• Work to complete:
Return every line of the data below that includes the string "sepal".
§
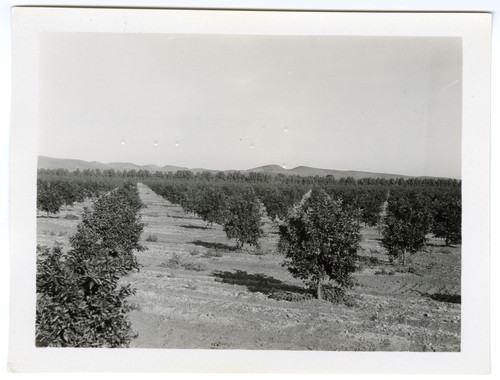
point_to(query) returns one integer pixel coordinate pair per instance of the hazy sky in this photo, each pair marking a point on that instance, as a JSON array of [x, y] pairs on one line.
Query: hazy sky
[[382, 104]]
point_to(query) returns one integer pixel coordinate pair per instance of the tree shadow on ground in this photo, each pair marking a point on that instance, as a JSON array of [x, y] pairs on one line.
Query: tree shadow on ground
[[221, 246], [440, 297], [188, 226], [257, 282], [180, 217]]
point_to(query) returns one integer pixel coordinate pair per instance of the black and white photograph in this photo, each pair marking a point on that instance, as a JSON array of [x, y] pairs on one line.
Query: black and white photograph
[[214, 180]]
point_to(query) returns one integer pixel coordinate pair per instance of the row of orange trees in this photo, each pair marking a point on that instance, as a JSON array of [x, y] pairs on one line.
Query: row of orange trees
[[80, 300], [320, 229]]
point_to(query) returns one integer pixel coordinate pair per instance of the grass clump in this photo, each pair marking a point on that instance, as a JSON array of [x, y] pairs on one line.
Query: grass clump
[[197, 267], [212, 253], [152, 238], [173, 262], [384, 272]]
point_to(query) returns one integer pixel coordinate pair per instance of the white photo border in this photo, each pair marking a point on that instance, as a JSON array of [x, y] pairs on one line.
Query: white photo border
[[475, 31]]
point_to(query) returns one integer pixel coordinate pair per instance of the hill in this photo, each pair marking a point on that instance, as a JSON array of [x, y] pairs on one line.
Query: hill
[[72, 164]]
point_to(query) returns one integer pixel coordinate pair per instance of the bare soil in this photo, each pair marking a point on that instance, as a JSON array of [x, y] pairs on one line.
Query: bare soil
[[195, 290]]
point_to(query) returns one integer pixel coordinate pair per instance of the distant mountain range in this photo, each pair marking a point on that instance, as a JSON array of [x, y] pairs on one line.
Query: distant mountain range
[[45, 162]]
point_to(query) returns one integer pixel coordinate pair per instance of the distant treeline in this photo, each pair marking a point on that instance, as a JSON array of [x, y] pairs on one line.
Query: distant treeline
[[251, 177]]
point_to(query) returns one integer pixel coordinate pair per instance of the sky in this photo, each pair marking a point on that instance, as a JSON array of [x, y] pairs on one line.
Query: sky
[[378, 104]]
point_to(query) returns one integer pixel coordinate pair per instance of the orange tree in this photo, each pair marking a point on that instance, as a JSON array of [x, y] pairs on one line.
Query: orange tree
[[406, 223], [319, 240], [80, 300]]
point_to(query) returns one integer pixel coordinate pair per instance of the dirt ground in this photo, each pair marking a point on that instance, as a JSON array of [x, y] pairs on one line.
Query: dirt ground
[[195, 291]]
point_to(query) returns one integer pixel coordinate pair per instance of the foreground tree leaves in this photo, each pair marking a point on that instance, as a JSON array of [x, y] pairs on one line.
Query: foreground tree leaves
[[80, 302]]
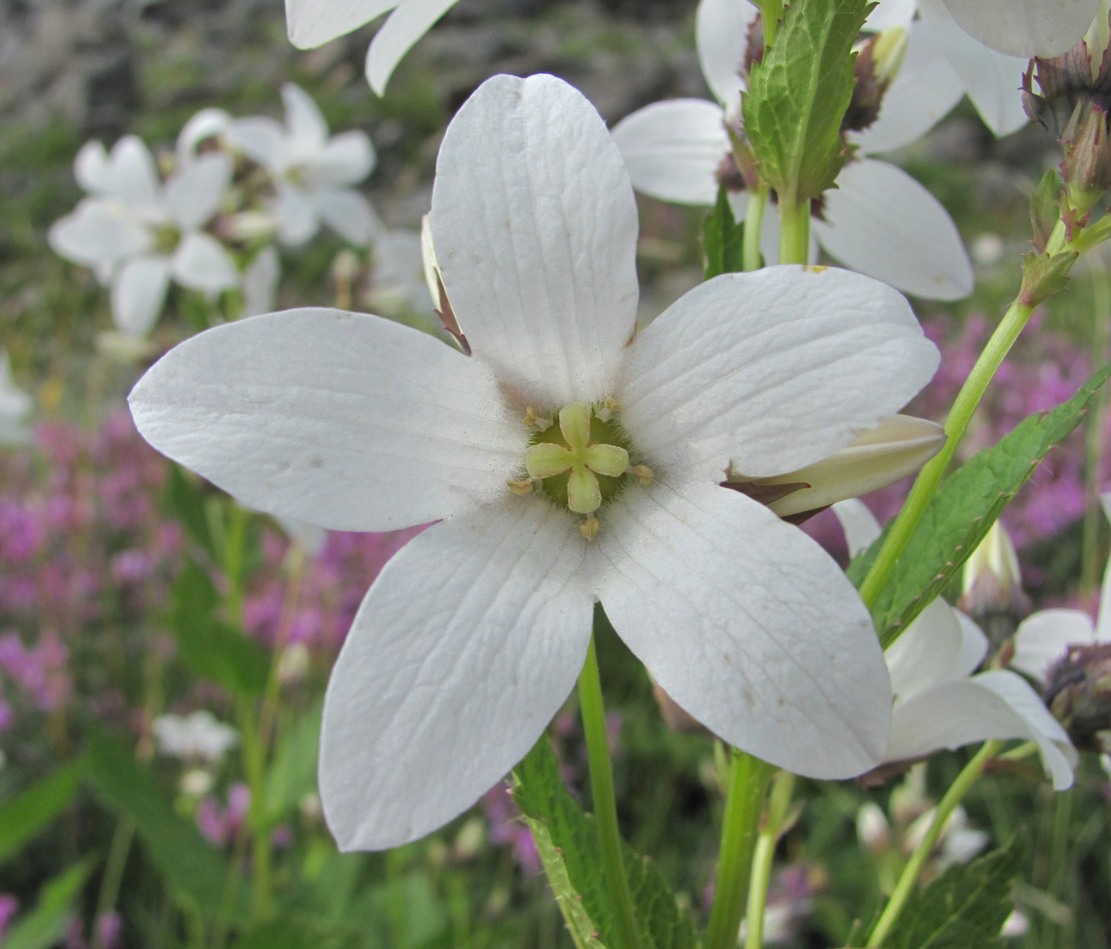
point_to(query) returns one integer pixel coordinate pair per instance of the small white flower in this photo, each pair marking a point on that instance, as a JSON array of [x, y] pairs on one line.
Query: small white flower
[[311, 170], [137, 232], [14, 407], [312, 22], [938, 701], [194, 737], [567, 466], [878, 220]]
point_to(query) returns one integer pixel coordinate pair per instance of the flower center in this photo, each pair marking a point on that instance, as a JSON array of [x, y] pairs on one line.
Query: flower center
[[579, 460]]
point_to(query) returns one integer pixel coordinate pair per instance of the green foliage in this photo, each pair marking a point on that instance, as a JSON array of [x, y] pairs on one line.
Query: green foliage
[[46, 925], [966, 906], [191, 868], [568, 845], [29, 812], [209, 646], [722, 240], [798, 96], [963, 511]]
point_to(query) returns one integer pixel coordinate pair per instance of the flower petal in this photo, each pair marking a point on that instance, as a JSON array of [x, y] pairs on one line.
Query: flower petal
[[748, 625], [673, 149], [343, 420], [464, 648], [312, 23], [537, 257], [138, 293], [1026, 28], [772, 370], [721, 35], [880, 221], [200, 262], [923, 91], [1042, 639], [990, 79], [406, 26]]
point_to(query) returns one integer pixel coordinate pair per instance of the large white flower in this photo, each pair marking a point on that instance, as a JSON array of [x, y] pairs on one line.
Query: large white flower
[[312, 22], [938, 701], [312, 171], [474, 633], [877, 221], [137, 232]]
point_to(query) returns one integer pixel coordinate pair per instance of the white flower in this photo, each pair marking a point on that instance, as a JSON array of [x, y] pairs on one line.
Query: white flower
[[194, 737], [14, 407], [938, 701], [312, 22], [137, 232], [877, 221], [474, 633], [312, 171], [1043, 638]]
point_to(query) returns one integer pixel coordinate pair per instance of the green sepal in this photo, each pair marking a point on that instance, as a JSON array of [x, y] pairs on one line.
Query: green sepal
§
• Response to the exercise:
point_to(query) returns one integer pixel coordinate pair per instance of the green sepal in this photo, each pair marking a point on that instance, as a JSON array of [x, y] pairs on one line.
Query: green sepal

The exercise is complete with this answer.